Task prompt:
From the Sakura Trick text below, list every date that gives a month, a day, and a year.

Ishikura had previously worked at the animation studio Shaft, and many of his stylistic techniques, such as those involving background art, use of color, and scene layouts, came from his time there; in particular, his direction of Hidamari Sketch, another four-panel manga adaptation, influenced his approach to pacing and animation in Sakura Trick. In contrast to Hidamari Sketch, he sought to portray the series' characters in a gentler and softer manner, with the girls being much closer together.

The anime made use of chibi characters, a visual element not present in the manga. The original manga often included facial expressions inside speech balloons as reaction beats, so Ishikura used chibi expressions to achieve the same effect. In general, Ishikura chose to use symbols and other shorthand in the anime's visuals to avoid overly slow animation.

==== Voice acting ====
During auditions, Ishikura evaluated both the actors' performances and how well they portrayed character pairings. He also asked the actors to perform kissing scenes to ensure realistic portrayals. He cast Haruka Tomatsu as Haruka Takayama because of his opinion of her wide emotional range.

==== Soundtrack ====
Much of the imagery used in the opening and ending theme songs was derived from the songs' lyrics. For example, the opening theme, whose initial lyrics roughly translate to "kiss kiss kiss", begins with a kissing scene. In addition, the vocals transition from individual character duets to all six singing together, which Ishikura depicted through a group dance sequence.

==Media==

===Manga===
Written and illustrated by Tachi, Sakura Trick was serialized in Houbunsha's seinen manga magazine Manga Time Kirara Miracle! from March 17, 2011, to August 16, 2017. Houbunsha collected its chapters in eight tankōbon volumes, released from August 27, 2012, to September 27, 2017.

===Anime===
A 12-episode anime television series adaptation was announced in the August issue of the Manga Time Kirara Miracle! magazine. The series, produced by Studio Deen and directed by Kenichi Ishikura with character designs by Kyūta Sakai, aired on TBS between January 9 and March 27, 2014, and was simulcast by Crunchyroll in North America.

Material:
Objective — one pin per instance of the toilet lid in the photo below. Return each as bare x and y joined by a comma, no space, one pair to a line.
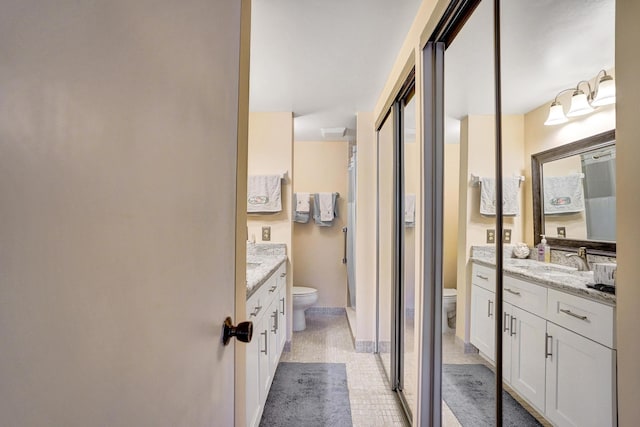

Task solution:
March 17, 2011
August 16, 2017
August 27, 2012
September 27, 2017
January 9, 2014
March 27, 2014